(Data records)
※

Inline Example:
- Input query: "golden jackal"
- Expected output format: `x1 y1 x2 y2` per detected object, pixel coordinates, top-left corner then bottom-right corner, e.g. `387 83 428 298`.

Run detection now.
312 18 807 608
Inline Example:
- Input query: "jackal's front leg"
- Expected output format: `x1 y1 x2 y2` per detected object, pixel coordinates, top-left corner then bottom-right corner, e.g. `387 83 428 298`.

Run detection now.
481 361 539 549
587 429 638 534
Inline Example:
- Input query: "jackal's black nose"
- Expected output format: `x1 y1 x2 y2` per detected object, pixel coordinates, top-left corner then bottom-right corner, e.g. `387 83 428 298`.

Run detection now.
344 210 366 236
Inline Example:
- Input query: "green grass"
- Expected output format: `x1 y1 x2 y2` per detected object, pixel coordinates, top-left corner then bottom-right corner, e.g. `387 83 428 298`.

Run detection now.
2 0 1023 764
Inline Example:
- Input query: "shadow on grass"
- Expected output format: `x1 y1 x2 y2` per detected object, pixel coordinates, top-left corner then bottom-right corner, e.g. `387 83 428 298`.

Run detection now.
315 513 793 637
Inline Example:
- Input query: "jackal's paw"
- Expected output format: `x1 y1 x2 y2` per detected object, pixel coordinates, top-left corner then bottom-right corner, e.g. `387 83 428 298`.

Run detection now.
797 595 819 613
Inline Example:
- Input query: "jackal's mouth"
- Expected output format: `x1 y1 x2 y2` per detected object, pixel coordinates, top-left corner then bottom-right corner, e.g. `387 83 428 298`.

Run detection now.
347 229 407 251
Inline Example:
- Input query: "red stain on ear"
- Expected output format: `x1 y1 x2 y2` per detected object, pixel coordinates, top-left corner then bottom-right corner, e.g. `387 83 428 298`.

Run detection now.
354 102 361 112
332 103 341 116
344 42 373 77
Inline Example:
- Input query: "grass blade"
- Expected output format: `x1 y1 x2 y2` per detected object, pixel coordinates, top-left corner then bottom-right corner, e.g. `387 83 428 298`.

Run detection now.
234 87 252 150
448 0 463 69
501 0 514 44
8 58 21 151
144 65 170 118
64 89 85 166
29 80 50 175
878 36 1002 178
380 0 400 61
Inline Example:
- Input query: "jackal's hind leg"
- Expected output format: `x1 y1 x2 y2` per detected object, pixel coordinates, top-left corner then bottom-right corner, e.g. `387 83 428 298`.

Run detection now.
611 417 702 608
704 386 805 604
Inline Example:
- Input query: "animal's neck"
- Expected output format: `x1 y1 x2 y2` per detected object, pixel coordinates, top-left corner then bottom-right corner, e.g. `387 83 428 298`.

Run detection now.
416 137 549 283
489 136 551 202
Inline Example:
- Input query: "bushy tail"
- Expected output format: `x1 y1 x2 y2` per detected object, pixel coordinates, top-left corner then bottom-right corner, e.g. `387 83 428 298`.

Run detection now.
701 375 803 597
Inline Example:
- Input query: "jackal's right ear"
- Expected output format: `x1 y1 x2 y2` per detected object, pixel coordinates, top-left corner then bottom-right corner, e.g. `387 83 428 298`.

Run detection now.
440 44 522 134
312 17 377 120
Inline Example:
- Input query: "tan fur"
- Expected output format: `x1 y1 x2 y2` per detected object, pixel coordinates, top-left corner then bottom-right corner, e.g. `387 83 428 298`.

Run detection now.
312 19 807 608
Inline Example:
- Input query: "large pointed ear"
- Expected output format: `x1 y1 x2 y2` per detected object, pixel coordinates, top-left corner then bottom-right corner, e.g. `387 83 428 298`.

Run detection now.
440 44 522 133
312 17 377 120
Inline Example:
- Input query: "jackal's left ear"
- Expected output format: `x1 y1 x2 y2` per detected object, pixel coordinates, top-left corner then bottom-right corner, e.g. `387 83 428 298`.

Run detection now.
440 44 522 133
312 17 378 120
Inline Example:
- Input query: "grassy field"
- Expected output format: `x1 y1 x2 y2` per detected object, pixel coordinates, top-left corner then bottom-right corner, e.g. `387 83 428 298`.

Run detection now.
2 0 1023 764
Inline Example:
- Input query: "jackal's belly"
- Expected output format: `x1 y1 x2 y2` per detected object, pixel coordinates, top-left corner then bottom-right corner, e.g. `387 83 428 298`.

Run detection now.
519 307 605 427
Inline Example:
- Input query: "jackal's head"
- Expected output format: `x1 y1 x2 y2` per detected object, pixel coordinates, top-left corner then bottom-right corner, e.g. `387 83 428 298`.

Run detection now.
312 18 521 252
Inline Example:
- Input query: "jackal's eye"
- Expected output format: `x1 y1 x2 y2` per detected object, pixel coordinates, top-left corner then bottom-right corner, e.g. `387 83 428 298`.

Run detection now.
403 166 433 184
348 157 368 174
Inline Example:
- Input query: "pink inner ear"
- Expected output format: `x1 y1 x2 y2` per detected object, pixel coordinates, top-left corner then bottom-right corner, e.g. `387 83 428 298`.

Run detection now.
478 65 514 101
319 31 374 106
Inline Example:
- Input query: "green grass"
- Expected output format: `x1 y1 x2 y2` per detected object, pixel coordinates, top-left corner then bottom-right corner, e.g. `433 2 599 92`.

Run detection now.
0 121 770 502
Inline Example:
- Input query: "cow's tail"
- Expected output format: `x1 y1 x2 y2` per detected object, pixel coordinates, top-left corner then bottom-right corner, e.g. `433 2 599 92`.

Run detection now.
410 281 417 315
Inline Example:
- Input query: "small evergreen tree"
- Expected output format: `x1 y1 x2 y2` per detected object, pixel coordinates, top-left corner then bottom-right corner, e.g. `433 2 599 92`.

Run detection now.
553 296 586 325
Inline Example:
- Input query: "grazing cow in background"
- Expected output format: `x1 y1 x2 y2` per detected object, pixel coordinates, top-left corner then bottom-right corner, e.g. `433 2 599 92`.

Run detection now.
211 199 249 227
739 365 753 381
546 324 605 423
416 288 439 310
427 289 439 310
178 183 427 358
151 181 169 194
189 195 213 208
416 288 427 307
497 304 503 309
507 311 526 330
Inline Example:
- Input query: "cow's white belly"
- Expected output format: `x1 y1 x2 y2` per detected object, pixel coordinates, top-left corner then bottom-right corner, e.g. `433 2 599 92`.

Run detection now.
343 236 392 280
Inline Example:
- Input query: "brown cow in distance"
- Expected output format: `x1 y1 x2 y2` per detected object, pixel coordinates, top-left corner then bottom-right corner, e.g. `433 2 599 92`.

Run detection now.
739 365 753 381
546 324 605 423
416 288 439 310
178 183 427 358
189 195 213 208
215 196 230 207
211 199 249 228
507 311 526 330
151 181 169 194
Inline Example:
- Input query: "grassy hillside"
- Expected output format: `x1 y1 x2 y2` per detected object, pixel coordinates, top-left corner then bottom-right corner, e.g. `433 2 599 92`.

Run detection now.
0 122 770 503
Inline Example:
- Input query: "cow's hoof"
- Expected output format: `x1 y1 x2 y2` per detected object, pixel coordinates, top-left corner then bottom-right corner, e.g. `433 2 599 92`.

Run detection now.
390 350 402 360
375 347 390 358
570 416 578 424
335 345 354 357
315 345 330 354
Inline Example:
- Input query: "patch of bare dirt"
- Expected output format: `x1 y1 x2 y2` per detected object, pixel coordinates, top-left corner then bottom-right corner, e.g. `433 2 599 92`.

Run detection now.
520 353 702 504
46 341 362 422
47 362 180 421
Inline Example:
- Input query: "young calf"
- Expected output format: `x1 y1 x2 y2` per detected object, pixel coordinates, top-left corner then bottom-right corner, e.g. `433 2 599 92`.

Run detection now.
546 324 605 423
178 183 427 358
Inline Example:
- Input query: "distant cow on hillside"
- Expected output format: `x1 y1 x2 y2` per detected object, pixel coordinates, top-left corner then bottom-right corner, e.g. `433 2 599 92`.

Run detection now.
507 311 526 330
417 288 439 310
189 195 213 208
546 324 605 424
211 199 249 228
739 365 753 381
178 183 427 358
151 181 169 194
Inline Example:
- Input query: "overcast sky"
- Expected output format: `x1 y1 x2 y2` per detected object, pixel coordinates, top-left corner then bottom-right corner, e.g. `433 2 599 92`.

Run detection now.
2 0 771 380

※

** Aim of the exercise **
Using the data above, tally each line that has the string "hillside" and report only the sum.

** Exercise result **
2